What is required>
Copy out the data below. Keep every word as it is.

** Opening Source material block **

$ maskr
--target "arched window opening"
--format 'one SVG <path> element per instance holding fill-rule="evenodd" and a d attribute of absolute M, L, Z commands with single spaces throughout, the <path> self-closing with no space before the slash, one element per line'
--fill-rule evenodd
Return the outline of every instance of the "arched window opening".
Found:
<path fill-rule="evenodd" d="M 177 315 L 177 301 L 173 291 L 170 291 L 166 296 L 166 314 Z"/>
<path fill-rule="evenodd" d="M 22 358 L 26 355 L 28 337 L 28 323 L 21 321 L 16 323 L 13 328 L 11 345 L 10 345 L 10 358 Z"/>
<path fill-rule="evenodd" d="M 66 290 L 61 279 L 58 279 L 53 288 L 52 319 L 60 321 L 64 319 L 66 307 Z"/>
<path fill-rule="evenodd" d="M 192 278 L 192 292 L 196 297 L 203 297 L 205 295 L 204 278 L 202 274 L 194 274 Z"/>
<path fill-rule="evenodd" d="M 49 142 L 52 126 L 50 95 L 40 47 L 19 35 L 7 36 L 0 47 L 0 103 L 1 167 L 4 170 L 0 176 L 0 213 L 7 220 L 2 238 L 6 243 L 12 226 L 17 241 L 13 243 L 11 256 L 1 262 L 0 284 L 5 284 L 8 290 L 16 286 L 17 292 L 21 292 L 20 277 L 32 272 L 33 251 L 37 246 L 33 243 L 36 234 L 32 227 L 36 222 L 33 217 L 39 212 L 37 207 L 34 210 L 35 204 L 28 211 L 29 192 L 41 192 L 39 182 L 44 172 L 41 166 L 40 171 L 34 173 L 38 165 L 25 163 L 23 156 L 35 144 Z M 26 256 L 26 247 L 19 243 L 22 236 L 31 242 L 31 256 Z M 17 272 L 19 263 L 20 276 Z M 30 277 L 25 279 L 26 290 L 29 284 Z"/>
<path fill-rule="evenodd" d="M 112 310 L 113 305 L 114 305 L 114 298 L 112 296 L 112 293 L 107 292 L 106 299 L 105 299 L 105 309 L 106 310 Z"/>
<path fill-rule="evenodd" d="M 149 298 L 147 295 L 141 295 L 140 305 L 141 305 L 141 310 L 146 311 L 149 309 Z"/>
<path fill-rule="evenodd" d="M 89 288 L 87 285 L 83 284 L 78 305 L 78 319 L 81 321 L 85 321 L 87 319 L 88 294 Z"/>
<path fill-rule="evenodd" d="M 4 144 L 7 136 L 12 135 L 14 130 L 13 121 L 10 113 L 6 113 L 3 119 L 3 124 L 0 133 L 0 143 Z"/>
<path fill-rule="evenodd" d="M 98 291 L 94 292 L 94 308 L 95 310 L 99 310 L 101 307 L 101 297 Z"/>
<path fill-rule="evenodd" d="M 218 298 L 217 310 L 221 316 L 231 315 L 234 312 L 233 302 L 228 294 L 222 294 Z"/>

** Closing Source material block **

Final answer>
$ maskr
--target "arched window opening"
--format 'one SVG <path> element per instance holding fill-rule="evenodd" and a d attribute of absolute M, L, Z commands with single spaces throughout, the <path> self-closing with no space before the slash, one element per line'
--fill-rule evenodd
Return the outline of every instance of the "arched window opening".
Found:
<path fill-rule="evenodd" d="M 177 315 L 177 301 L 173 291 L 170 291 L 166 296 L 166 314 Z"/>
<path fill-rule="evenodd" d="M 22 358 L 26 355 L 28 337 L 28 323 L 21 321 L 16 323 L 13 328 L 11 345 L 10 345 L 10 358 Z"/>
<path fill-rule="evenodd" d="M 66 290 L 61 279 L 58 279 L 53 288 L 52 319 L 60 321 L 64 319 L 66 307 Z"/>
<path fill-rule="evenodd" d="M 192 278 L 192 292 L 196 297 L 203 297 L 205 295 L 204 278 L 202 274 L 194 274 Z"/>
<path fill-rule="evenodd" d="M 49 142 L 52 126 L 50 95 L 40 47 L 19 35 L 7 36 L 0 47 L 0 103 L 1 167 L 4 170 L 0 176 L 0 213 L 7 220 L 2 238 L 6 243 L 12 226 L 17 241 L 13 243 L 11 256 L 1 262 L 0 284 L 5 284 L 8 290 L 16 286 L 17 292 L 21 292 L 20 277 L 32 272 L 33 251 L 37 246 L 33 243 L 36 234 L 32 227 L 36 222 L 33 217 L 39 212 L 37 207 L 34 210 L 35 204 L 28 211 L 29 192 L 41 192 L 39 182 L 44 172 L 41 166 L 40 171 L 34 173 L 38 165 L 25 163 L 23 156 L 35 144 Z M 26 256 L 26 247 L 19 243 L 22 236 L 31 242 L 31 256 Z M 17 272 L 19 263 L 20 276 Z M 30 277 L 25 279 L 26 290 L 29 284 Z"/>
<path fill-rule="evenodd" d="M 112 310 L 113 305 L 114 305 L 114 298 L 112 296 L 112 293 L 107 292 L 106 299 L 105 299 L 105 309 L 106 310 Z"/>
<path fill-rule="evenodd" d="M 149 298 L 147 295 L 141 295 L 140 305 L 141 305 L 141 310 L 146 311 L 149 309 Z"/>
<path fill-rule="evenodd" d="M 89 288 L 87 285 L 83 284 L 78 305 L 78 319 L 81 321 L 85 321 L 87 319 L 88 294 Z"/>
<path fill-rule="evenodd" d="M 4 144 L 7 136 L 12 135 L 14 130 L 13 121 L 10 113 L 6 113 L 3 119 L 3 124 L 0 133 L 0 143 Z"/>
<path fill-rule="evenodd" d="M 98 291 L 94 292 L 94 308 L 95 310 L 99 310 L 101 307 L 101 297 Z"/>
<path fill-rule="evenodd" d="M 218 298 L 217 310 L 221 316 L 231 315 L 234 312 L 233 302 L 228 294 L 222 294 Z"/>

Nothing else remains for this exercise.